[Pointing dataset records]
= = = = =

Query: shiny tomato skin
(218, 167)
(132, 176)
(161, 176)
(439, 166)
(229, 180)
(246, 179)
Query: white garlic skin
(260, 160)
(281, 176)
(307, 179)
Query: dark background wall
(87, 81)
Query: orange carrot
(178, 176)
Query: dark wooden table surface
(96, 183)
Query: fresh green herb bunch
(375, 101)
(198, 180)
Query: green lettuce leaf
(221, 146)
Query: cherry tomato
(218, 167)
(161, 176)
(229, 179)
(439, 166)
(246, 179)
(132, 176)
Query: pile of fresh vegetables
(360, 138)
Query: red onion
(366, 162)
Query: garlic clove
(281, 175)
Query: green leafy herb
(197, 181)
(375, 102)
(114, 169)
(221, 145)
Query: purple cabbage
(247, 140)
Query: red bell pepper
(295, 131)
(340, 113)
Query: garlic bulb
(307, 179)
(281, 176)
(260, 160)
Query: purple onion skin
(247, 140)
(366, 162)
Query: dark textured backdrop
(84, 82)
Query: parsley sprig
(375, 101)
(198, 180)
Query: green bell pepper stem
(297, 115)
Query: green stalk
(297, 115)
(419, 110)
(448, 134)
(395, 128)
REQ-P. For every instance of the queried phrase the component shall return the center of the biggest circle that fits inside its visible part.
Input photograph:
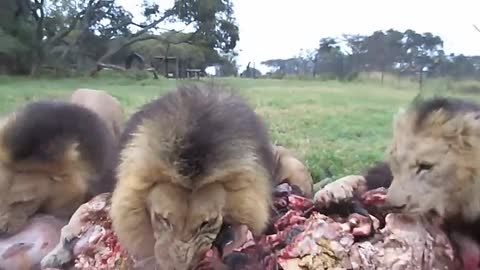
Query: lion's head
(184, 222)
(435, 158)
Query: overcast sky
(280, 28)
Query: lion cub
(190, 161)
(53, 158)
(434, 160)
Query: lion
(290, 169)
(433, 166)
(191, 161)
(54, 156)
(106, 106)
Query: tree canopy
(84, 33)
(403, 53)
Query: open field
(335, 128)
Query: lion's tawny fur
(203, 145)
(53, 156)
(106, 106)
(435, 158)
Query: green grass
(335, 128)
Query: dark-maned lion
(191, 160)
(53, 157)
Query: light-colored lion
(105, 105)
(435, 158)
(291, 170)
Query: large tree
(97, 30)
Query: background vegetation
(336, 128)
(332, 105)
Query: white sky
(280, 28)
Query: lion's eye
(162, 220)
(423, 166)
(207, 223)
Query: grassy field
(335, 128)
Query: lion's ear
(465, 128)
(470, 124)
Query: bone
(26, 249)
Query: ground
(336, 128)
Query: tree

= = = = =

■ EXERCISE DESCRIPTION:
Print exactly the lines from the line with "Query: pile of fresh vegetables" through the end of the data, both ends included, and print no pictures.

■ RESPONSE:
Query: pile of fresh vegetables
(360, 138)
Query: red onion
(366, 162)
Query: garlic clove
(281, 175)
Query: green leafy herb
(197, 181)
(375, 102)
(114, 169)
(221, 145)
Query: purple cabbage
(247, 140)
Query: red bell pepper
(295, 131)
(340, 113)
Query: garlic bulb
(307, 179)
(281, 176)
(260, 160)
Query: purple onion skin
(247, 140)
(366, 162)
Query: dark textured backdrop
(84, 82)
Query: parsley sprig
(375, 101)
(198, 180)
Query: green bell pepper stem
(297, 115)
Query: green stalk
(297, 115)
(419, 110)
(448, 134)
(395, 128)
REQ-P. For every instance of the queried phrase the component shall return the center of the biggest circle that fits inside its visible part.
Input photograph:
Query: lion's head
(184, 222)
(435, 158)
Query: overcast sky
(280, 28)
Query: lion cub
(190, 161)
(53, 158)
(434, 160)
Query: lion
(290, 169)
(433, 166)
(191, 161)
(54, 156)
(106, 106)
Query: tree canopy
(84, 33)
(403, 53)
Query: open field
(335, 128)
Query: lion's tawny fur
(203, 145)
(53, 156)
(106, 106)
(435, 158)
Query: green grass
(335, 128)
Query: dark-maned lion
(191, 160)
(53, 157)
Query: light-colored lion
(105, 105)
(435, 158)
(291, 170)
Query: large tree
(97, 30)
Query: background vegetation
(336, 128)
(332, 105)
Query: white sky
(280, 28)
Query: lion's eye
(162, 220)
(423, 166)
(207, 223)
Query: grassy field
(335, 128)
Query: lion's ear
(465, 128)
(470, 124)
Query: bone
(26, 249)
Query: ground
(336, 128)
Query: tree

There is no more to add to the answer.